═════ Data extract ═════

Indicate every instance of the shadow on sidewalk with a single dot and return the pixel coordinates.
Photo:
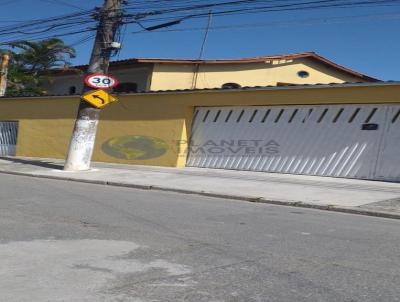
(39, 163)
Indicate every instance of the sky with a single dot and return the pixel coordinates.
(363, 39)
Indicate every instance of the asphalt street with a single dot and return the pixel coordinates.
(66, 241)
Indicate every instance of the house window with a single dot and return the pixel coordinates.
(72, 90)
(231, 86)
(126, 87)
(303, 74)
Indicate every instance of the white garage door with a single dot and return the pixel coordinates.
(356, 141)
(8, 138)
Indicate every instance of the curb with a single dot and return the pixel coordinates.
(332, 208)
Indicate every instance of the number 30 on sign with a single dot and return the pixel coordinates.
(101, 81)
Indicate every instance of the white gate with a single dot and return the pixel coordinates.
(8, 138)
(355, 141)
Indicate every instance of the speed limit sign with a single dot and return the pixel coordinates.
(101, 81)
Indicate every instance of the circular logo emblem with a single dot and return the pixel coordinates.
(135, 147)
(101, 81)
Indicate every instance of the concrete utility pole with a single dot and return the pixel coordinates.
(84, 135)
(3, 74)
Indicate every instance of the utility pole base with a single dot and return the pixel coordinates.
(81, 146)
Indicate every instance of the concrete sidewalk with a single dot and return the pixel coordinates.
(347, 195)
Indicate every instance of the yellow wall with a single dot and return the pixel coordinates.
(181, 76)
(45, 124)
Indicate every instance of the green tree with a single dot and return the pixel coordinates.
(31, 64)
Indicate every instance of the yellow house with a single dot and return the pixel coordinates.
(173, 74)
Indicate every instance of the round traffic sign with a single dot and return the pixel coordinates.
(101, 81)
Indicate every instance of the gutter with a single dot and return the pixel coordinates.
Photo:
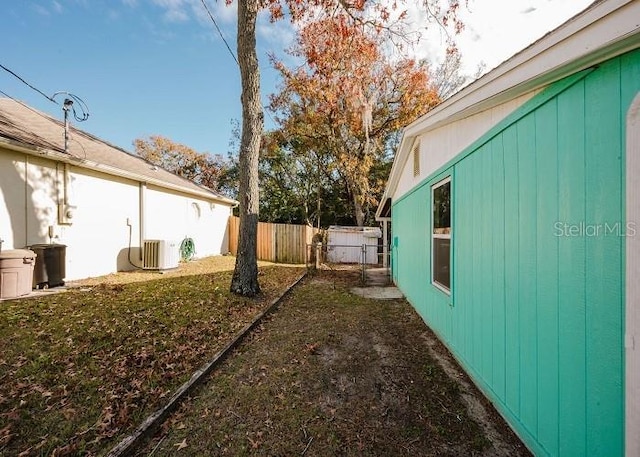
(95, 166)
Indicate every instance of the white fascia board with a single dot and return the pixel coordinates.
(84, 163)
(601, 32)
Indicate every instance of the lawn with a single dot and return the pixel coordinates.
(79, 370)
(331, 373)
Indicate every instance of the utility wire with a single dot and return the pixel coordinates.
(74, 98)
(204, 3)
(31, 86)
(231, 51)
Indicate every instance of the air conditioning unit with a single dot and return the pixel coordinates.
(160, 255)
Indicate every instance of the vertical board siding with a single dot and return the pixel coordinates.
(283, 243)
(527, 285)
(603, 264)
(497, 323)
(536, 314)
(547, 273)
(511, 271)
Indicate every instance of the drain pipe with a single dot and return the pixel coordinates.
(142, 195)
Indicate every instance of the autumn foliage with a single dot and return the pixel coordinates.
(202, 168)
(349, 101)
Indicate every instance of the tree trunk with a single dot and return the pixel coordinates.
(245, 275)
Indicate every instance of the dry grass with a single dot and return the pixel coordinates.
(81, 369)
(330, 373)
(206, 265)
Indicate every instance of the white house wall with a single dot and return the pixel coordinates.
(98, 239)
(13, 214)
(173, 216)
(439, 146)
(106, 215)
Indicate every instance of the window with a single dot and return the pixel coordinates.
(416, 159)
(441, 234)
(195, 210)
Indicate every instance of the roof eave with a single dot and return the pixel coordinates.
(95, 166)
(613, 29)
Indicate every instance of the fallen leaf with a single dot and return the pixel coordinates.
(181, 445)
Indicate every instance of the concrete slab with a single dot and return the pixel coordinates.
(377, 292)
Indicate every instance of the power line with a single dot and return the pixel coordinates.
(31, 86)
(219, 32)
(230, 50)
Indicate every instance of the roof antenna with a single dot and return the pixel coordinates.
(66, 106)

═════
═════ Data extract ═════

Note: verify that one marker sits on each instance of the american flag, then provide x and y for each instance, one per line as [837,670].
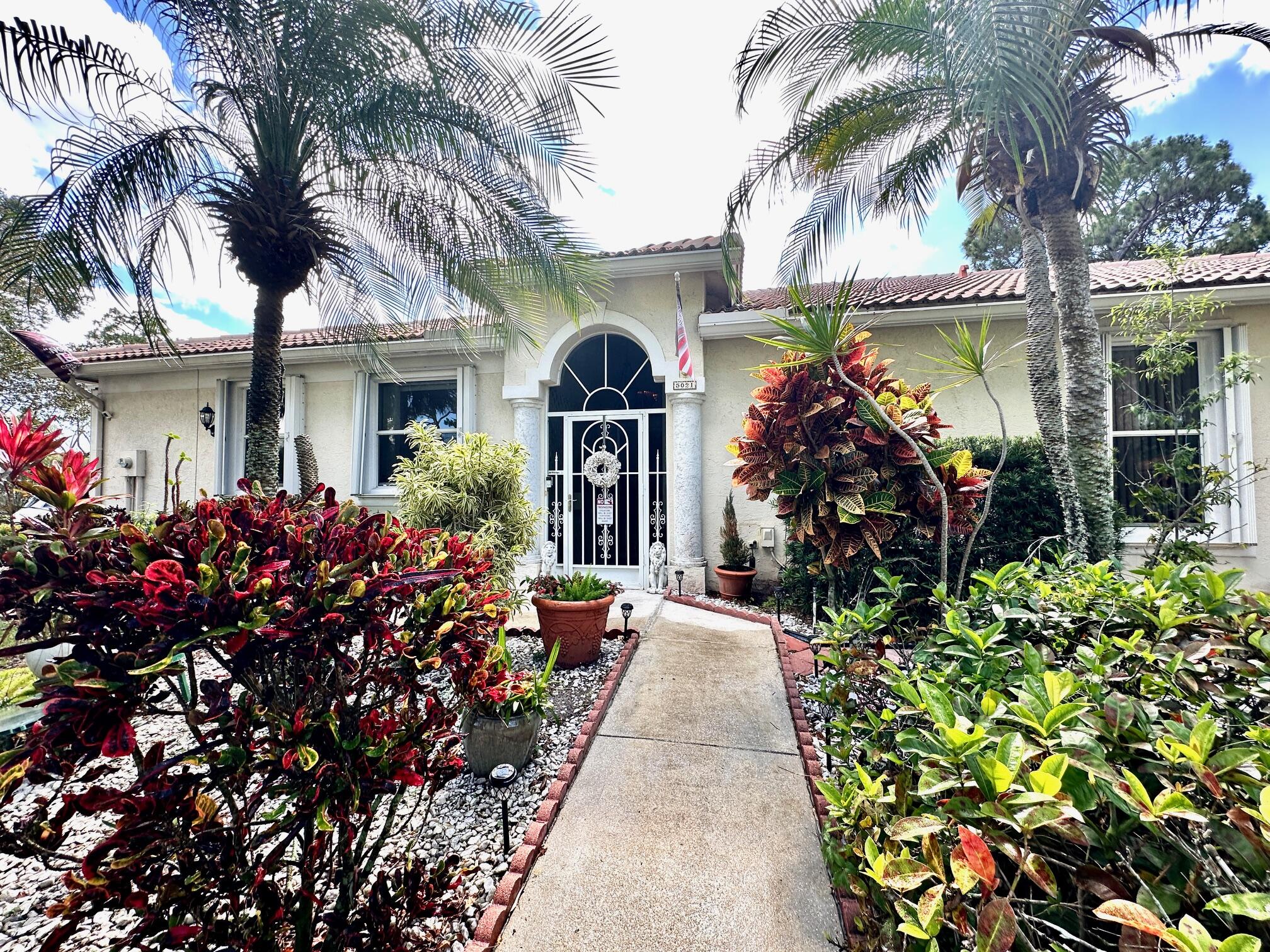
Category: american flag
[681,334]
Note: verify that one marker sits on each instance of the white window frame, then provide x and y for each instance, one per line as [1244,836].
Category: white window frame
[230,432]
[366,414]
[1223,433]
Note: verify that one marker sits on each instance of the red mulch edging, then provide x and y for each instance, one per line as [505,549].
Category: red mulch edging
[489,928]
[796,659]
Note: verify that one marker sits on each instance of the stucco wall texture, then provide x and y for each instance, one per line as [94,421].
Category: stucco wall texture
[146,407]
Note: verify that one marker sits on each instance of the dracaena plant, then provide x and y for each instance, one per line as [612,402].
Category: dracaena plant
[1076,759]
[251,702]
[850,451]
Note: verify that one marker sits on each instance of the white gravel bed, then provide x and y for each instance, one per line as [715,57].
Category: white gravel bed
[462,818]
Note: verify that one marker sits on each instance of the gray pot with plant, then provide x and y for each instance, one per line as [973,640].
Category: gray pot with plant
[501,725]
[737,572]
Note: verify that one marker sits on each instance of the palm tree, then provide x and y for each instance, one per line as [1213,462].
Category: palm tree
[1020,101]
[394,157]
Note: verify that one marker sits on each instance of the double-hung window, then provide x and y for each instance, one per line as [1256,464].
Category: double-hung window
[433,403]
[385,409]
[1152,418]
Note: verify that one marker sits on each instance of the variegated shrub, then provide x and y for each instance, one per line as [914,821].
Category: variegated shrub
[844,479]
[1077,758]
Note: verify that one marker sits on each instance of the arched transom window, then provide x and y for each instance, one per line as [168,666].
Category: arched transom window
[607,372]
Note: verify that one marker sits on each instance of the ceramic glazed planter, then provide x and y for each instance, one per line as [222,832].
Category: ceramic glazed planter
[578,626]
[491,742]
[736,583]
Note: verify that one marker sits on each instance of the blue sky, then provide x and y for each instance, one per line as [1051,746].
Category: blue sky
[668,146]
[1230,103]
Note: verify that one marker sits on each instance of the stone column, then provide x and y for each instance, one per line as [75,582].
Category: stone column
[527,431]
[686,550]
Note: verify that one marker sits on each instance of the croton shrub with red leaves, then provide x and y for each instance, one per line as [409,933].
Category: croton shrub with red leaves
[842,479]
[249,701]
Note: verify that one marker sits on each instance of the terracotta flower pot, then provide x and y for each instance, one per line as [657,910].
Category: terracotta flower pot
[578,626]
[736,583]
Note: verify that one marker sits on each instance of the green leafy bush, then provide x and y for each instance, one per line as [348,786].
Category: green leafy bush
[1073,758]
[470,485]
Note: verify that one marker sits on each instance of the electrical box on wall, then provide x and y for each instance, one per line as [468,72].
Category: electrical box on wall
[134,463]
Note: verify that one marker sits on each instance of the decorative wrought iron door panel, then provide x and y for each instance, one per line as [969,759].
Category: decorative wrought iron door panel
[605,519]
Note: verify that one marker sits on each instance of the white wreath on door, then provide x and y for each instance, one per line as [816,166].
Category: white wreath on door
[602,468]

═════

■ **Work task**:
Above are the records; copy exactly the lines from the line with "Category: white gravel bed" through the line with "line as [914,821].", both included.

■ **Reply to the exercise**:
Category: white gravel bed
[462,818]
Note: verify that one marker sits on each instance of the gray pot with plant, then provide x and y for each instance, one per line as [973,640].
Category: gray pot with plant
[501,725]
[737,572]
Note: verify that one marker sits on each instance of the palm tree, then provide x and y for each instance, one per line as [1213,462].
Category: palm tree
[1020,101]
[394,157]
Note: verify that one marker sits on each instance of the double-hung window, then provide x and y for each instance, one per line as [1256,464].
Category: double-hung window
[433,403]
[385,409]
[1152,418]
Note: verify that one marker sits on each instance of the variegated shrub, then provide x and y for each instance, one per line as [914,821].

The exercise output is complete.